(Excerpts of bounding box data)

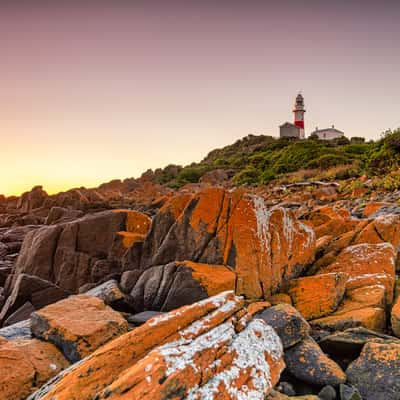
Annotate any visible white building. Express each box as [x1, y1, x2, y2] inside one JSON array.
[[310, 125, 344, 140]]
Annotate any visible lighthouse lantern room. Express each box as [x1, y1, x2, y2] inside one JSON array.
[[293, 93, 306, 139]]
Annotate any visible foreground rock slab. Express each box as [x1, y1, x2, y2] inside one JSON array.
[[31, 295, 128, 362], [125, 188, 315, 299], [346, 343, 400, 400], [0, 338, 68, 400], [30, 291, 284, 400]]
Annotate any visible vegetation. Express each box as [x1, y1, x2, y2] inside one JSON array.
[[146, 129, 400, 187]]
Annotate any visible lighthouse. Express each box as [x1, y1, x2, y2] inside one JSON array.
[[293, 93, 306, 139]]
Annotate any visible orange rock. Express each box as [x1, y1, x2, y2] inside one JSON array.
[[31, 295, 128, 362], [268, 293, 293, 306], [99, 320, 284, 400], [319, 243, 395, 304], [390, 297, 400, 337], [30, 292, 243, 400], [177, 261, 236, 296], [0, 340, 35, 400], [288, 273, 347, 320], [335, 285, 386, 315], [363, 201, 390, 218], [304, 206, 359, 238], [354, 214, 400, 249], [118, 231, 146, 249], [113, 209, 151, 248], [137, 188, 315, 300], [12, 339, 69, 387]]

## Task requirements
Rewrite the part that opens with the line containing "Annotate any visible foreground" and closes with the line containing "291, 284, 400]]", putting "stone slab" in place of "rock slab" and keeping everything else the same.

## Answer to this exercise
Annotate any visible foreground stone slab. Express each box as [x1, y1, x2, y2] inside one JSON array.
[[31, 295, 128, 362], [125, 188, 315, 299], [346, 343, 400, 400], [0, 338, 68, 400], [30, 291, 284, 400]]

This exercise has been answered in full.